Collected data:

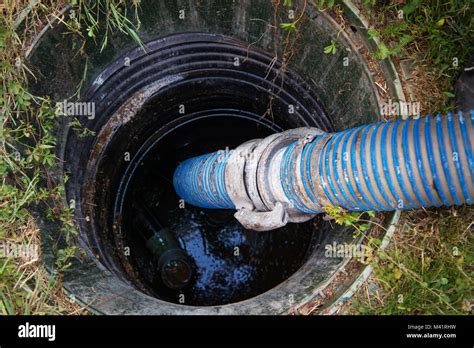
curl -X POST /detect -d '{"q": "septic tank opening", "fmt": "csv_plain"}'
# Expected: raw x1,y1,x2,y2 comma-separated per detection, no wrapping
83,34,348,306
120,116,316,306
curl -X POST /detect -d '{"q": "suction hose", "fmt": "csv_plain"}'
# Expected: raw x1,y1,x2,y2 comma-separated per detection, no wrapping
173,110,474,230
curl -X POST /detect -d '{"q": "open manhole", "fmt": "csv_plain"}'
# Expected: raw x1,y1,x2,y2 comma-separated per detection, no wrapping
30,1,397,314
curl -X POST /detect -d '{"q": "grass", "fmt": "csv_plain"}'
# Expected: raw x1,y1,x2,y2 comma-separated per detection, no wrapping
363,0,474,114
349,0,474,315
353,207,474,315
0,0,141,315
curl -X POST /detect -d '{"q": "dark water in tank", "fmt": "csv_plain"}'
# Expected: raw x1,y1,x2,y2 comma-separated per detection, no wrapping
122,117,314,306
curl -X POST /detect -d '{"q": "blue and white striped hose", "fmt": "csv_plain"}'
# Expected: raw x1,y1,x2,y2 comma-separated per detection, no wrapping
174,110,474,230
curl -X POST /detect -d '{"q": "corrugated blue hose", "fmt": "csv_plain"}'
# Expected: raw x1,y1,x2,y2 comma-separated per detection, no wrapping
173,110,474,213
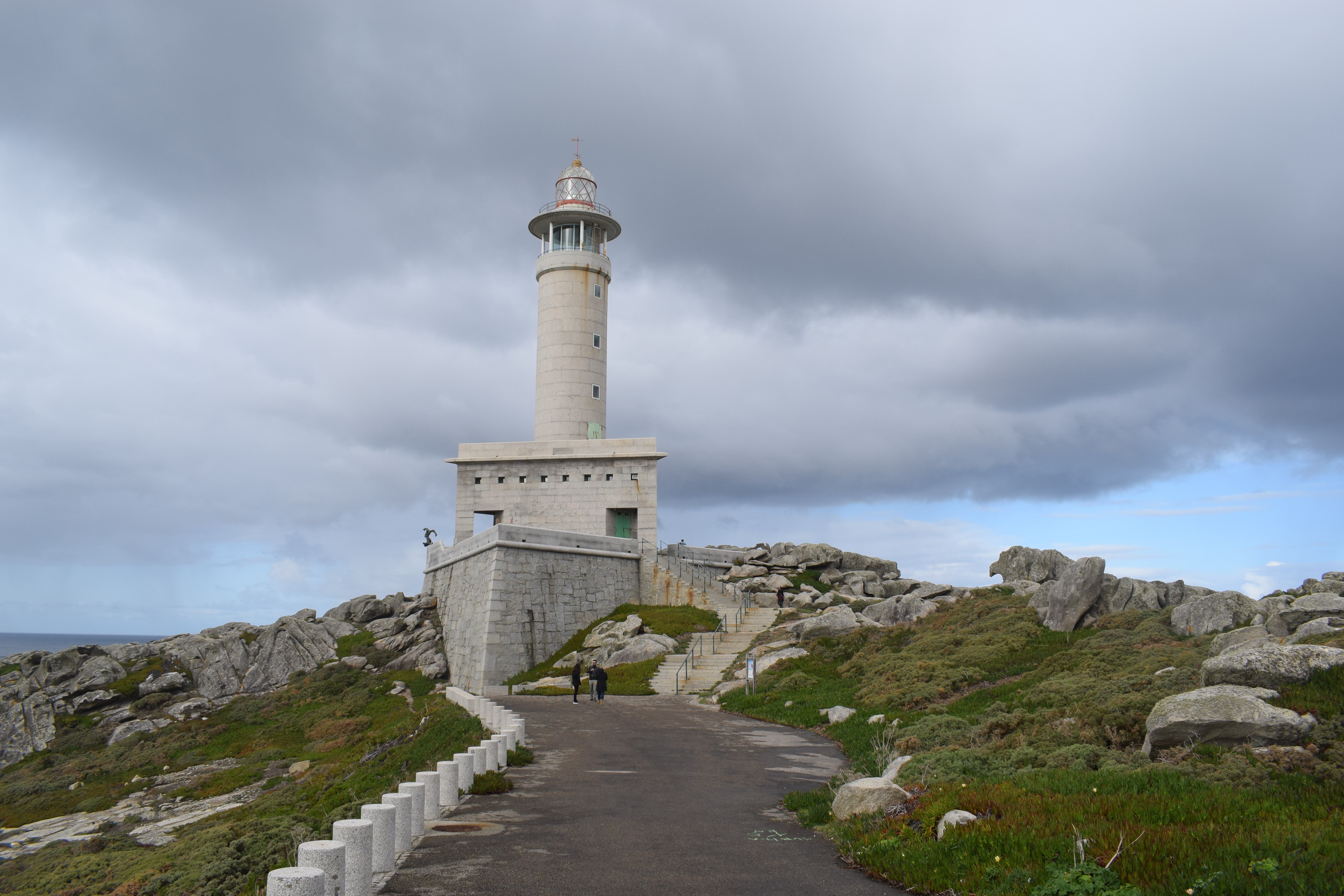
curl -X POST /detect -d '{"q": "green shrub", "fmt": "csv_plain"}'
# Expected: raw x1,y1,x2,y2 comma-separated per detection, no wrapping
1031,861,1142,896
784,787,835,827
466,771,513,797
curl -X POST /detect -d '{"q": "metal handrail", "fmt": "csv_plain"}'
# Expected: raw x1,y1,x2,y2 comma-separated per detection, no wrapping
536,199,612,218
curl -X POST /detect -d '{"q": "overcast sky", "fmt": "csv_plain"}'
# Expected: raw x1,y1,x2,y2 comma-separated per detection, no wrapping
0,0,1344,634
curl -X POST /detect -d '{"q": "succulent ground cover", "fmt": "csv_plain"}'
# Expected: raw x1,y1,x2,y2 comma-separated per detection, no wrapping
720,588,1344,896
504,603,719,697
0,662,495,896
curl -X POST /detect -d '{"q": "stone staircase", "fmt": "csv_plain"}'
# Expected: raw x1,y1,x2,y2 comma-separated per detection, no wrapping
649,590,780,693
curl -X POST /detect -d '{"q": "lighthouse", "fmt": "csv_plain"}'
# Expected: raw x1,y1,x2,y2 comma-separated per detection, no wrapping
448,156,667,551
421,157,667,696
527,159,621,442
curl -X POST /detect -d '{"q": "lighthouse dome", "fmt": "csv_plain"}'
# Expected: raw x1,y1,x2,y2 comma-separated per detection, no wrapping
555,159,597,206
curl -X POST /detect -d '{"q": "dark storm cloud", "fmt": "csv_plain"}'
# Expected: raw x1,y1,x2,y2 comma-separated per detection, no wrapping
0,3,1344,556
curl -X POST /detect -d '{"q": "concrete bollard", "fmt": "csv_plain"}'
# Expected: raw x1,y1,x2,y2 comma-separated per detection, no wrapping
359,803,396,874
396,780,425,837
266,868,327,896
415,771,442,821
332,810,376,896
383,794,415,853
435,759,462,807
294,840,345,896
453,752,476,794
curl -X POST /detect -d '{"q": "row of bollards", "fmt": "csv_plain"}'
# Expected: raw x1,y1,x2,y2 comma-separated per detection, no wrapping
266,688,527,896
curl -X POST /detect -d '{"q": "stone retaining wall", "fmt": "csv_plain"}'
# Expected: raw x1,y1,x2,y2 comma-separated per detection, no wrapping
422,525,641,693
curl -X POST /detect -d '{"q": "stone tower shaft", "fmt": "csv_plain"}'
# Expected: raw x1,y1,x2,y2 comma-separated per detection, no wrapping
528,159,621,442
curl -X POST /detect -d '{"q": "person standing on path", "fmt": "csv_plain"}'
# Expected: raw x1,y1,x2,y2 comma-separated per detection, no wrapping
590,662,606,706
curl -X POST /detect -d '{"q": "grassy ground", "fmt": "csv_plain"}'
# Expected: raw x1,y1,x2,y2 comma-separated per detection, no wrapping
504,603,719,696
722,588,1344,895
0,664,485,896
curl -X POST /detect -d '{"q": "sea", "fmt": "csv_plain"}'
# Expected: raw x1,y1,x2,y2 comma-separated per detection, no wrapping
0,631,167,657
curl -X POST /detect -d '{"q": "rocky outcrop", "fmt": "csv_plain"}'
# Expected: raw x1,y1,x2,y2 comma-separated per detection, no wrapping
1144,685,1316,756
817,706,859,725
863,594,938,626
786,607,862,641
606,634,676,666
1208,626,1270,657
1032,558,1106,631
989,544,1073,582
934,809,980,840
1199,645,1344,688
0,594,449,767
1172,591,1259,635
831,778,910,821
1278,591,1344,631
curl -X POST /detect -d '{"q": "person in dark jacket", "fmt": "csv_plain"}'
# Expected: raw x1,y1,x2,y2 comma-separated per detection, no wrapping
589,664,606,705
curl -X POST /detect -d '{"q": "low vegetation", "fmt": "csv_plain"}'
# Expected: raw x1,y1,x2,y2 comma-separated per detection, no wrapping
722,588,1344,896
504,603,719,696
0,662,495,896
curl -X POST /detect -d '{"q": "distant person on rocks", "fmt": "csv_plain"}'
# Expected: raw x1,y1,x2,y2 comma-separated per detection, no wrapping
590,662,606,706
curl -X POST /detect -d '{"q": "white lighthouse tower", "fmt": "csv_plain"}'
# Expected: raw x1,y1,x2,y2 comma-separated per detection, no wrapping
449,157,667,551
527,159,621,442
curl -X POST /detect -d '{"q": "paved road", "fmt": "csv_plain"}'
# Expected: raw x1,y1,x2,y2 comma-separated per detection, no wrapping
383,694,895,896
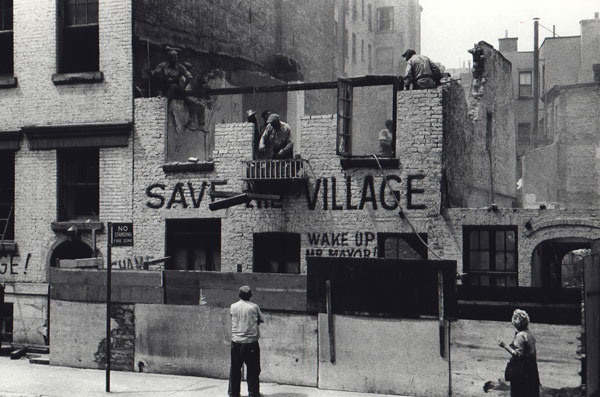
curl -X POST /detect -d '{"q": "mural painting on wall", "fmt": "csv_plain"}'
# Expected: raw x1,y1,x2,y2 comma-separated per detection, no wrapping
306,231,377,258
146,174,426,210
0,253,31,280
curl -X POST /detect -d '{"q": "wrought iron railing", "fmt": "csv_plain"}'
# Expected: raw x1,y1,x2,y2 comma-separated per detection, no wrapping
244,159,308,180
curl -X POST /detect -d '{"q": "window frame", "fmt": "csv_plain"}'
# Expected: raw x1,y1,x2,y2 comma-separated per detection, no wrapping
376,7,394,32
463,225,519,288
377,232,429,260
56,147,100,221
335,76,402,159
165,218,223,272
517,123,531,145
0,150,15,242
56,0,100,73
0,0,15,76
252,232,302,274
518,70,533,98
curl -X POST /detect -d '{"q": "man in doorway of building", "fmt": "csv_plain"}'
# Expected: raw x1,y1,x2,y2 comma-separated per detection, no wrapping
258,113,294,159
402,49,441,90
377,119,394,157
228,285,264,397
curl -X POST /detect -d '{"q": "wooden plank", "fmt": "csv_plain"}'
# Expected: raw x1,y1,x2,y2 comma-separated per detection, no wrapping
50,268,162,287
164,270,200,305
199,272,306,291
10,347,27,360
50,284,164,303
202,288,306,312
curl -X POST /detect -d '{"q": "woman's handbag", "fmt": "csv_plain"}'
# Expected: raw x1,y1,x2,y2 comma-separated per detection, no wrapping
504,358,515,382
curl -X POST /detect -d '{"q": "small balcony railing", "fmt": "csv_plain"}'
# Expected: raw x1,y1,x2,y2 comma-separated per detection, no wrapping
244,159,308,181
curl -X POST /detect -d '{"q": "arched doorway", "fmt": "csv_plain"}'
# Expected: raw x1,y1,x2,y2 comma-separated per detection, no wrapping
531,237,591,288
50,240,93,267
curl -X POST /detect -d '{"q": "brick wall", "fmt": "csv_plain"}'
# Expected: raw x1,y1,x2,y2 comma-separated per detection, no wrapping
0,0,132,130
523,83,600,209
579,18,600,83
522,143,562,208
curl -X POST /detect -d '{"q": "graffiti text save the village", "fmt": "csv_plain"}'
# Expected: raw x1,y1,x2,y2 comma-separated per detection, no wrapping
146,174,426,210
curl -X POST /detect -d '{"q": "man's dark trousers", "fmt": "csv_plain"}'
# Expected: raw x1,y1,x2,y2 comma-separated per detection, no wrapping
229,342,260,397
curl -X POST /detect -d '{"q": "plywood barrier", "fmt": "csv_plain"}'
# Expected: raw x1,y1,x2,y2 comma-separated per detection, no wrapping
319,314,450,397
135,301,317,386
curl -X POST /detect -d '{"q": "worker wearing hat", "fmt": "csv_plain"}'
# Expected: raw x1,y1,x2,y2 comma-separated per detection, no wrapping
228,285,264,397
402,48,436,90
258,113,294,159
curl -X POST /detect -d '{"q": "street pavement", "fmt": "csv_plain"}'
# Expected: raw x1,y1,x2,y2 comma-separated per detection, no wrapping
0,357,404,397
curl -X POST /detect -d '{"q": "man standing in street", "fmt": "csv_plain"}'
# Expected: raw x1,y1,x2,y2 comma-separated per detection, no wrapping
402,49,439,90
229,285,264,397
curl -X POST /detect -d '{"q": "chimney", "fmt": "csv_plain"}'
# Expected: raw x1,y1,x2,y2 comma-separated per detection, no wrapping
498,37,519,52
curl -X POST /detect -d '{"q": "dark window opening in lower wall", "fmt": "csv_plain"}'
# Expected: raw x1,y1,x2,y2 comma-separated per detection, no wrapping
463,226,518,287
50,241,94,267
377,233,427,259
252,232,300,274
165,218,221,271
0,303,13,342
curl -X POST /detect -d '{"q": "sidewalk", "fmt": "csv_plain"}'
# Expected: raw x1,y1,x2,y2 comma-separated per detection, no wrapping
0,357,404,397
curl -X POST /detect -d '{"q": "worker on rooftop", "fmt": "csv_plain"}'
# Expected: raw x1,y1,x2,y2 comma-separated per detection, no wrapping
402,49,441,90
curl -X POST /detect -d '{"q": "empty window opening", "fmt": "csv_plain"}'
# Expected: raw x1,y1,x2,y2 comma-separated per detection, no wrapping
0,0,14,76
463,226,518,287
252,232,300,274
166,218,221,271
0,302,14,343
0,151,15,241
57,148,100,221
377,7,394,32
377,233,427,259
519,72,533,98
336,79,398,158
58,0,100,73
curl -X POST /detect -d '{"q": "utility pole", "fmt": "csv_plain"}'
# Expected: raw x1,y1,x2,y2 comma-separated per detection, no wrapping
531,18,540,147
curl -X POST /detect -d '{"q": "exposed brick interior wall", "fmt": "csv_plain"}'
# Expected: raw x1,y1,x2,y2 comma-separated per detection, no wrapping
523,143,561,208
523,83,600,209
468,41,517,207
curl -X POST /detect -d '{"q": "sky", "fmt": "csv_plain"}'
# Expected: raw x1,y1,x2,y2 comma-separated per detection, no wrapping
419,0,600,68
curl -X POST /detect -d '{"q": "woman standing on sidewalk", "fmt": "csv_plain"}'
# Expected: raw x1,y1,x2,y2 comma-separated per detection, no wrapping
498,309,540,397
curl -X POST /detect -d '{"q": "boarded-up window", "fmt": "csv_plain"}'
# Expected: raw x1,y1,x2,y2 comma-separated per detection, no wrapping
463,226,517,287
0,0,13,75
377,233,427,259
252,232,300,274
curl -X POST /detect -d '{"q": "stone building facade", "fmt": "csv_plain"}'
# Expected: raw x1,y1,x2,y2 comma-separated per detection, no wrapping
0,0,600,395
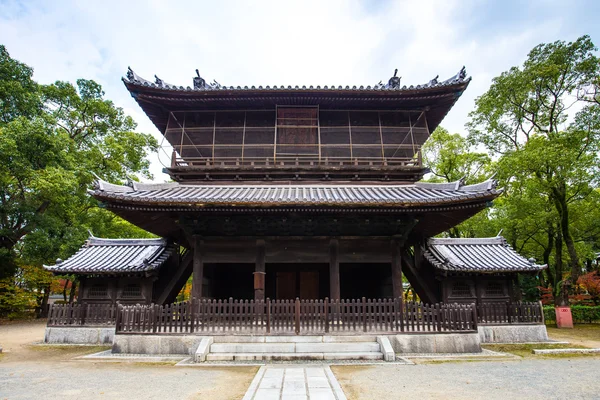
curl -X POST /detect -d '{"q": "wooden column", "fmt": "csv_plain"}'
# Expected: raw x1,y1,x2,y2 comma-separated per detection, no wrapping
329,239,341,300
192,235,204,300
391,240,403,299
254,239,267,300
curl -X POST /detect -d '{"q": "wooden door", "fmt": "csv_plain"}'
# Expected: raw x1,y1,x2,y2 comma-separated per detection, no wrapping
300,271,319,300
275,271,296,300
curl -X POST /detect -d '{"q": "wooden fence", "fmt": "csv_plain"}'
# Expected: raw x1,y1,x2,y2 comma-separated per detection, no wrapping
116,298,477,335
477,302,544,325
48,303,117,326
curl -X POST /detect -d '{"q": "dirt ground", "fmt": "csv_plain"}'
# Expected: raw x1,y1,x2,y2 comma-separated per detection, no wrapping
331,325,600,400
546,324,600,349
0,321,258,400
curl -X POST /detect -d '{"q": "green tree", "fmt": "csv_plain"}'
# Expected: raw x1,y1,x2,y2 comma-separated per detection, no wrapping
422,127,492,184
467,36,600,303
0,47,157,284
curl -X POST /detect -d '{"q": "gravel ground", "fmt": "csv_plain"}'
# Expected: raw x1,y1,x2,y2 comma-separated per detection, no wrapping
0,321,258,400
0,361,258,400
331,358,600,400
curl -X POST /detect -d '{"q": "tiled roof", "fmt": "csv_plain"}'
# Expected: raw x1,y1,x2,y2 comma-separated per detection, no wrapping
44,237,174,274
123,67,471,92
91,180,501,207
424,236,546,273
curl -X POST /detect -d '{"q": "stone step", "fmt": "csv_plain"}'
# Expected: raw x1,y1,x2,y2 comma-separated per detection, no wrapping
206,351,383,361
210,342,380,353
213,335,377,343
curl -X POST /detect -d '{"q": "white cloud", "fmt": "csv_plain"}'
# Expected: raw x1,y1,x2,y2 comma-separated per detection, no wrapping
0,0,596,180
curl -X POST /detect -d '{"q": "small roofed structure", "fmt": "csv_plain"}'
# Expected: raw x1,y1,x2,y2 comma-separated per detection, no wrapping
423,236,547,303
44,236,178,304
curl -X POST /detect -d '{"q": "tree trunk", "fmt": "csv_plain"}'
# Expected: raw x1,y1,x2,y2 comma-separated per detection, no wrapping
552,183,581,282
540,222,556,287
63,279,69,303
38,286,50,318
553,231,569,306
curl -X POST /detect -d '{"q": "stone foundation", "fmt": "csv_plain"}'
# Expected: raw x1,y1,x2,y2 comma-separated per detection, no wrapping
44,326,115,345
477,325,548,343
388,332,481,353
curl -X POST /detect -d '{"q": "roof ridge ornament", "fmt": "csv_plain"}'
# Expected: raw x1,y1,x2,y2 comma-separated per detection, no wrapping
194,68,206,89
388,68,402,89
442,65,467,85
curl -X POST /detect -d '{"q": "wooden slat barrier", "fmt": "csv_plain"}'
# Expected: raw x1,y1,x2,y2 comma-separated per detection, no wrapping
111,298,477,335
477,302,544,325
48,303,117,326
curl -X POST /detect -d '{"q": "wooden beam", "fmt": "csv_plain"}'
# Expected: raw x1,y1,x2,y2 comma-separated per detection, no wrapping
329,239,341,300
192,235,204,300
391,240,404,299
254,239,266,300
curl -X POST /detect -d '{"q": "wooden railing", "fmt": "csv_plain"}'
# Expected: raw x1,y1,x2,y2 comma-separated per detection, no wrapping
171,149,423,168
116,298,477,335
48,304,117,326
477,302,544,325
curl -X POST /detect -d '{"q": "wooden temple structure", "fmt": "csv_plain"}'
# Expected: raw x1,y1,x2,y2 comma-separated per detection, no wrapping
47,68,543,304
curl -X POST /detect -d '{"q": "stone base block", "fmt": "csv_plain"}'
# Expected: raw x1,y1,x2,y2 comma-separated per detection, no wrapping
377,336,396,361
112,335,205,355
554,307,573,328
388,332,481,353
44,326,115,345
477,325,548,343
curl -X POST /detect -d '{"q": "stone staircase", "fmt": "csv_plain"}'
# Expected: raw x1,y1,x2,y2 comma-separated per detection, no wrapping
202,336,389,361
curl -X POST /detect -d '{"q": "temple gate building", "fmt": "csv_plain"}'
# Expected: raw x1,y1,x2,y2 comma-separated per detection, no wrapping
45,68,547,362
47,68,539,304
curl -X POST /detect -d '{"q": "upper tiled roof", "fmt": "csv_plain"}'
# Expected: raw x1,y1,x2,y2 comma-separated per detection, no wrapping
91,180,501,207
44,237,174,274
424,236,546,273
123,67,471,92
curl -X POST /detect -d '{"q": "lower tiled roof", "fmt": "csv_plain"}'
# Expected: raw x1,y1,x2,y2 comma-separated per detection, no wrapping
424,236,546,273
91,180,501,207
44,237,174,274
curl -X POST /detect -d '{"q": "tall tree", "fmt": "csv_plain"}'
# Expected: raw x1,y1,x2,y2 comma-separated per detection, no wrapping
0,47,157,278
423,127,498,237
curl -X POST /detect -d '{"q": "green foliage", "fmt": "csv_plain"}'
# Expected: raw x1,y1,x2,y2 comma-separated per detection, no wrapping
0,278,37,319
423,127,492,184
0,45,42,126
467,36,600,304
0,46,158,315
544,306,600,324
0,47,157,277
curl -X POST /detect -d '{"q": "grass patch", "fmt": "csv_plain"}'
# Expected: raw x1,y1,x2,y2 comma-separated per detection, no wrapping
481,343,587,358
27,344,112,354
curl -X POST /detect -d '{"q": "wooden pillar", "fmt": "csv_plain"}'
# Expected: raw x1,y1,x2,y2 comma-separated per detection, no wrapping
254,239,267,300
391,240,403,299
192,235,204,300
329,239,341,300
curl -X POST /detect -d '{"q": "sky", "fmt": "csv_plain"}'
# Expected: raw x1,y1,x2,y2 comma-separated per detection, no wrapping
0,0,600,182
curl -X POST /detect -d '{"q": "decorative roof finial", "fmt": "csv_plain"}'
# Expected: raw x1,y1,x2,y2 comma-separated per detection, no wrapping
194,69,206,89
388,68,401,89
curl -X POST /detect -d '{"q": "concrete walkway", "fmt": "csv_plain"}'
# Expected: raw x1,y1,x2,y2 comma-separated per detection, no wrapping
243,365,346,400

**Task to carry out**
Reproduce the part of the data that opens with the line containing "text save the" and closes with the line containing "0,303,13,342", both lines included, keeping every request and adding 46 to each coordinate value in the answers.

**Task response**
curl -X POST /detect -d '{"q": "graffiti text save the village", "fmt": "csv_plain"}'
# Expected: raw x1,y1,x2,y2 comma-separated per detection, no wrapping
192,220,472,256
curl -X POST /detect -d '{"q": "man's dark trousers", "fmt": "csv_plain"}'
# Expected: raw x1,y1,x2,y2 comma-separated per detection, no wrapping
275,388,306,443
curl -X POST /detect -d '{"q": "plywood barrier", "fmt": "csv_plain"}'
# Expected: raw x1,y1,x2,y2 comma-separated per detection, no wrapping
365,360,496,443
181,347,363,432
curl -X POST /detect -d '{"q": "worker wearing hat", "fmt": "csv_plain"}'
# Expected: raw x1,y1,x2,y2 comma-separated per detection, no wrapping
274,331,310,443
448,94,482,136
304,159,340,205
curl -X POST /detect -d '{"q": "street pavement", "fmt": "csv_plain"}'
# Expected: raw x1,y1,x2,y2 comma-separated per detection, no wrapping
46,403,450,443
curl -X POST /detect -d '{"q": "man standing in street", "fmt": "csv_plain"}'
# Expected: raw x1,y1,x2,y2 comma-separated per detection, no wrapping
448,95,485,136
275,331,310,443
curl -X POST /detect -d '{"q": "chimney", "fmt": "csv_plain"}'
# Expected: raw x1,y1,x2,y2 comma-separated per detection, no wrapping
544,83,565,98
curl -X POST /detect -d '{"q": "dark window opening in lower wall", "fmt": "csv_plain"}'
# Expected: raw x1,y1,x2,y2 comma-separated per detection, no wrapping
509,272,564,333
96,287,140,313
423,279,473,305
298,278,346,320
211,264,267,317
46,349,59,388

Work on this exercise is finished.